> **REQUIRED TASK A**
Add -114 to every bounding box coordinate in the answers of the detection dataset rows below, then write out all of those rows again, requests included. Leave the pictures out.

> **PASSAGE PROVIDED**
I was very interested in how this orientation stage would progress because I was interested in this as a design stage, that is I was interested to see how the “system” got taught and what influence this orientation would have in how the system could be interpreted. In conversation with Louis I always have tested a speculative extension of the system into an area that I had not heard him address before, with an idea already in my head of what the answer would be. I have never found myself incorrect. This is just to say that the system is close to a fully fledged ideology, it makes sense and is predictable. In starting work on the project at Heerenveen I was interested to see how the theory worked in the field, whether the principles were practical. I was expecting that thre would actually be a strong deisgn vision in the orientation and that we would follow a certain set plan, albeit mental.

Instead what I found with both Peter and Sieber was that they spoke of “What I am doing is this”, with an emphasis on THE DOING of it. This seemed to be more about being told what they were doing so that you could position yourself in relation t it, negotiate around it. When instruction was provided it was into little tricks of bond, batter or pattern – practical stuff. There seemed this respect of making ones own choices, but the reality of negotiating around what is already done. Peter suggested not getting worried about productivity but to enjoy and use thoroughly all the time you had available, regardless of how long it was. “In time” one might say, the constriction would happen, and you have been involved in it regardless of whether you had formed it as such. Participation is in the process and the final form produced is only the evidence of that process. The process on the other hand is about your experience of it, and a trust that that particular experience has measurable productive outcomes. During the morning a couple of people from the local paper turned up to write an article about what we were doing. Before we had even done anything we were being photographed and instructed ‘Can you pick up that brick..”, “…and put it down facing the camera”. When the journalist talked to us about it he was interested in how the innovations we discover might be able to be used back how, the international flavour of an Australian and a German doing the work was a popular favorite amongst the Dutch generally.

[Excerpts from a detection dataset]
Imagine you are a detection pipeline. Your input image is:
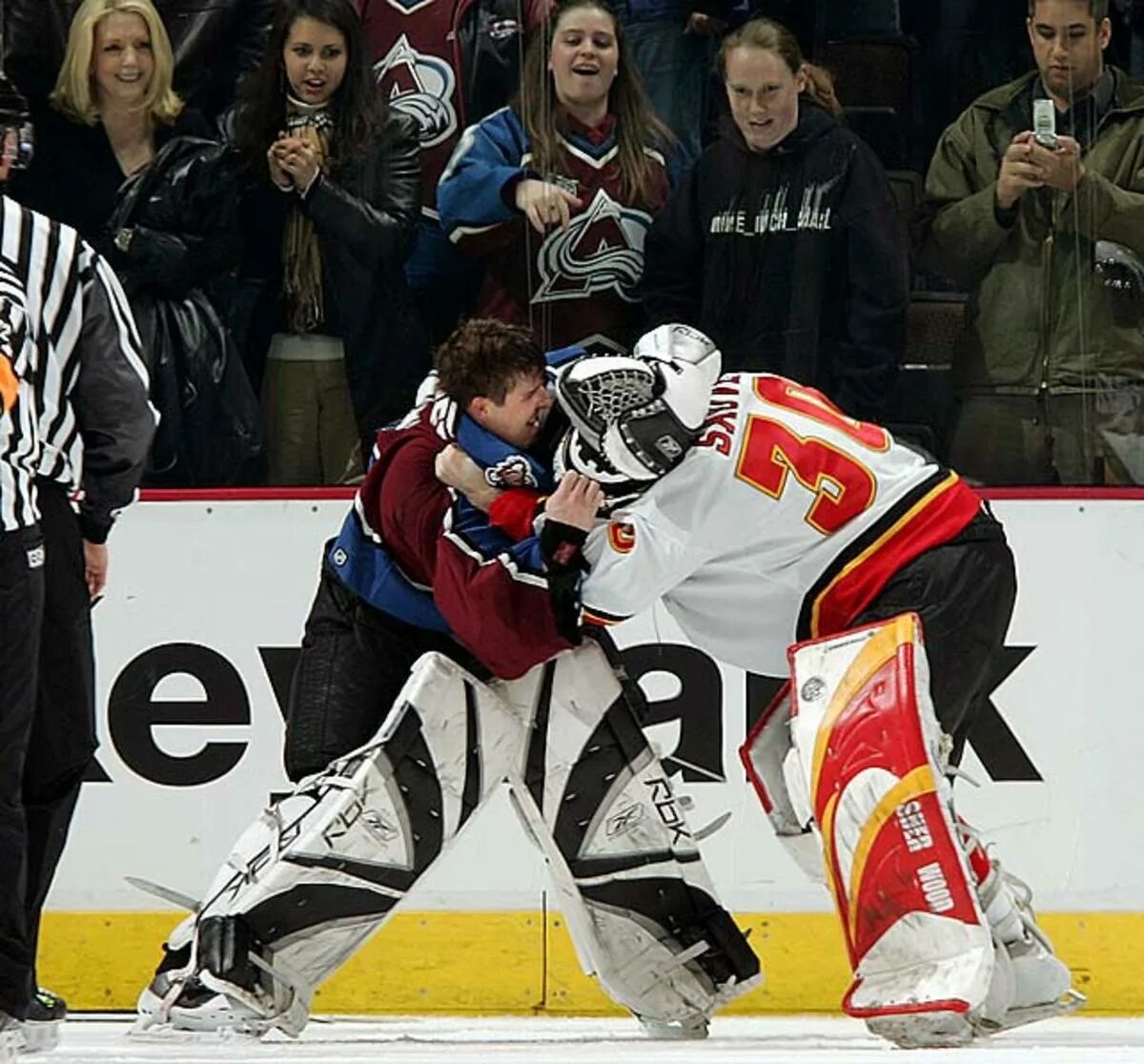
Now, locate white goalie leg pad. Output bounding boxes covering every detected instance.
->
[786,614,992,1045]
[493,641,760,1034]
[166,653,524,1034]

> **REQUIRED TASK B**
List every person named in the passage above about the Heerenveen project.

> **PROBLEM SOLUTION A**
Imagine you are a detection pipeline. Your input image is:
Now, locate white goalie leg pad. Output bounding boxes covering every detected instance.
->
[672,500,878,931]
[379,527,646,920]
[52,539,410,920]

> **PROBLEM SOLUTION B**
Louis, Peter, Sieber